### Work request
For each record that follows, write out an identical copy.

(Referring expression pointing data)
- - -

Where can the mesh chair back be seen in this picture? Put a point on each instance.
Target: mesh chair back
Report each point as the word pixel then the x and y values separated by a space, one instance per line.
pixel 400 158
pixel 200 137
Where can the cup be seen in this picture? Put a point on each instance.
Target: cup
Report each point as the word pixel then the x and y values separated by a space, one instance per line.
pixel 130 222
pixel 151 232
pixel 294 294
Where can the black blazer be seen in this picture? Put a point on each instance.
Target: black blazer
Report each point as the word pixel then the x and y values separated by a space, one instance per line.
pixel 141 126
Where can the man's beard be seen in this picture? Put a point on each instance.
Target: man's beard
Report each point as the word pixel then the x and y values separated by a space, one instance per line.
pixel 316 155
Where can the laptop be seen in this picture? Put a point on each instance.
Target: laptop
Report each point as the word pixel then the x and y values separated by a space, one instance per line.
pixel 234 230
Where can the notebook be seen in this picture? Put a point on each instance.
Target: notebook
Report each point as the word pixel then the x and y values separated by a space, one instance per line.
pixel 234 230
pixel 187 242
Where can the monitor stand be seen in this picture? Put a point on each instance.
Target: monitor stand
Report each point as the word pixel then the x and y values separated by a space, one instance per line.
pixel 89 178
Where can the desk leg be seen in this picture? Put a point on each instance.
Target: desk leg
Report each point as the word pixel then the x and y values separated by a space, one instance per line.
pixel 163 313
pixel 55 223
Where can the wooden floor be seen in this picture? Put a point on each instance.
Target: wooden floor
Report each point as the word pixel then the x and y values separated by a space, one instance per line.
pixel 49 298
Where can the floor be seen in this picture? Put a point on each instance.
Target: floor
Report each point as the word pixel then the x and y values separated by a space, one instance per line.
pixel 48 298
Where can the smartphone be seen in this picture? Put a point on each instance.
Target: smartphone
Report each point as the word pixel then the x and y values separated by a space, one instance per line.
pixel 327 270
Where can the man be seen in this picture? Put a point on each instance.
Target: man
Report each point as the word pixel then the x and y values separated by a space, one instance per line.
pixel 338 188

- - -

### Exercise output
Where can the mesh chair back be seen in this picture? Put a point on each instance.
Target: mesh chair back
Report each point as the word pixel then the x and y values separated by a space, one instance per line.
pixel 400 158
pixel 200 137
Where can the cup be seen in this picture? Put a point on each instance.
Target: cup
Report each point as the word pixel then the x and y values separated by a space, one instance per line.
pixel 130 222
pixel 151 232
pixel 294 294
Where can the black blazer be seen in this picture? Put a point on each instance.
Target: black blazer
Report each point as the word pixel then the x and y values separated by a space, one instance per line.
pixel 141 126
Where can the man's beard be seen in this picture? Put a point on each instance.
Target: man's beard
Report each point as the word pixel then the x and y values separated by a space, one instance per line.
pixel 316 155
Where can the laptop be seen in this picture? Put a point on each instance.
Target: laptop
Report each point as the word pixel then the x and y values separated by a space, one instance per line.
pixel 234 230
Where can the notebook be seen in this picture? Put a point on each instance.
Target: notebook
Report each point as the word pixel then the x and y values separated by a space, one instance per line.
pixel 234 230
pixel 187 242
Where can the monitor stand be seen in this picture? Put a point on each instance.
Target: monitor stand
Report each point as the word pixel then the x and y values separated by a space, one instance per line.
pixel 89 178
Where can the desk leg be seen in this picture? Put a point on each instance.
Target: desk leg
Report each point as the word pixel then the x and y values separated by a space, one instance per line.
pixel 163 313
pixel 55 223
Where can the wooden floor be seen in this picture? Put a point on each instance.
Target: wooden floor
Report each point as the word pixel then the x and y values separated by a space, one instance per line.
pixel 49 298
Where can the floor be seen in this picture? Put a point on each instance.
Target: floor
Report each point as the word pixel then the x and y values separated by a space, one instance per line.
pixel 48 298
Where can the smartphone be seen in this picture? Put a point on each instance.
Target: smartphone
Report each point as the word pixel then the x and y values separated by a space, one instance per line.
pixel 327 270
Where can the man be seen in this picture? Put a point on each instance.
Target: man
Report each point as the word pixel then the x and y values separated by a space, one instance per line.
pixel 338 188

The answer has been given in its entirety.